Un funzionario della sezione romanzi popolari di Fayard testimonia che la sua inesauribile produzione "...faceva di lui (Simenon) la Provvidenza del patron Charles Dillon ....". In effetti se c'era bisogno di un romanzo sentimentale di quindicimila righe o di un racconto poliziesco bastava fargli un colpo di telefono. Si prendevano gli accordi anche per tempi strettissimi e Georges puntuale il giorno prestabilito si presentava con il lavoro fatto "....con una nonchalace che stupiva  Dillon...".
Dei romanzi leggeri in quattro giorni? E lui rispondeva "Lo avrete".
Dei romanzi d'amore in due settimane? E ancora "Lo avrete".
E poi ci si chiede perchè si portasse dietro il soprannome di "Citroen della Letteratura", in riferimento ai suoi tempi da catena di montaggio che riusciva a reggere.

giovedì 22 dicembre 2011

SIMENON. NON SE NE FANNO PIU' COMMISSARI COME MAIGRET

Sarà ormai davvero insufficiente per la polizia. Sarà di certo troppo vecchia per le moderne esigenze investigative. Sarà che occorre riunire le varie sedi e i distaccamenti, per migliorare la qualità delle indagini e per aumentare la sicurezza di Parigi. E' per questi ed altri motivi che, come vi abbiamo già accennato (facendo la presentazione del libro Histoire du 36), la sede della polizia giudiziaria della capitale francese sarà trasferita nel quartiere de les Batignolles, nel XVII° arrondissement.

==*==

→ Compiti richiesti:
a – Rispondi a queste domande sul brano su Simenon, indicando ogni risposta con lo stesso segno della domanda.
(i) In quanti giorni gli venivano chiesti i romanzi leggeri?
(ii) Quale soprannome si portava dietro?
(iii) In quale quartiere sarà trasferita la sede della polizia giudiziaria della capitale francese?
b – Estrai alla lettera dal brano su Simenon il passo che comincia con "giovedì 22 dicembre" e prosegue fino a "nel XVII° arrondissement.".
c – Prosegui il brano su Simenon dal punto in cui si ferma.

→ Contenuto del dataset:
==*==

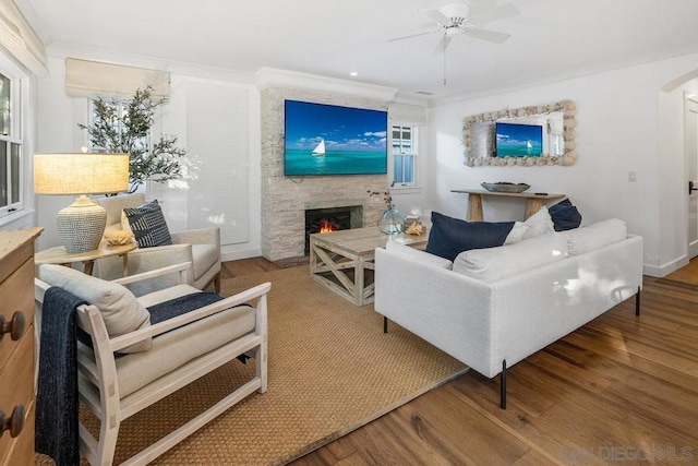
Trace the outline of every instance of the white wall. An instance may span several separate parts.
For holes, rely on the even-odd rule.
[[[469,100],[430,110],[431,208],[465,217],[467,198],[449,190],[482,181],[531,184],[532,192],[565,193],[583,224],[607,217],[627,222],[645,239],[645,272],[663,276],[686,261],[683,162],[683,95],[661,91],[698,68],[698,55],[599,73]],[[571,99],[577,107],[577,163],[571,167],[464,166],[466,116],[506,107]],[[676,112],[679,112],[678,116]],[[672,118],[665,118],[672,115]],[[637,182],[628,181],[628,172]],[[681,182],[679,182],[681,181]],[[485,219],[521,219],[522,205],[485,201]]]
[[[220,226],[224,260],[260,255],[260,93],[252,76],[94,51],[49,49],[49,56],[50,75],[38,83],[36,152],[72,152],[87,145],[86,132],[77,123],[88,121],[88,103],[65,95],[64,57],[168,69],[170,99],[160,107],[155,129],[177,135],[178,143],[198,158],[197,179],[167,186],[152,183],[147,196],[164,201],[163,210],[173,232]],[[209,111],[202,112],[198,101],[205,101]],[[212,115],[218,118],[206,120]],[[37,196],[36,224],[45,228],[39,250],[60,244],[56,214],[72,200]]]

==*==

→ Le risposte:
a –
(i) In quattro giorni.
(ii) "Citroen della Letteratura".
(iii) Nel quartiere de les Batignolles, nel XVII° arrondissement.

b –
giovedì 22 dicembre 2011

SIMENON. NON SE NE FANNO PIU' COMMISSARI COME MAIGRET

Sarà ormai davvero insufficiente per la polizia. Sarà di certo troppo vecchia per le moderne esigenze investigative. Sarà che occorre riunire le varie sedi e i distaccamenti, per migliorare la qualità delle indagini e per aumentare la sicurezza di Parigi. E' per questi ed altri motivi che, come vi abbiamo già accennato (facendo la presentazione del libro Histoire du 36), la sede della polizia giudiziaria della capitale francese sarà trasferita nel quartiere de les Batignolles, nel XVII° arrondissement.

c –
Il vecchio 36, Quai des Orfévres sarà un indirizzo, buono per i turisti, un pezzo di quella Parigi che sparisce come è successo a Les Halles, come succede in tutte le metropoli del mondo, in cui le esigenze dei nostri tempi, dettano i nuovi profili delle città, anche a scapito della storia e della scomparsa dei loro vecchi simboli.
Ma questo avverrà tra qualche anno, la grande torre che riunirà le varie sezioni della polizia parigina, dovrebbe essere pronta nel 2017 e poi il trasferimento richiederà altro tempo.
Sono i segni dei tempi che passano. Questo ovviamente successe anche per Simenon che avendo scritto per quarant'anni le inchieste del suo commissario, dovette registrare non solo i cambiamenti della città, ben diversa negli anni settanta da quella degli anni trenta, ma anche per il cambiamento e per l'aggiornamento dei metodi d'indagine, soprattutto con l'ingresso della tecnologia e dell'approccio più scientifico nei sistemi d'investigazione.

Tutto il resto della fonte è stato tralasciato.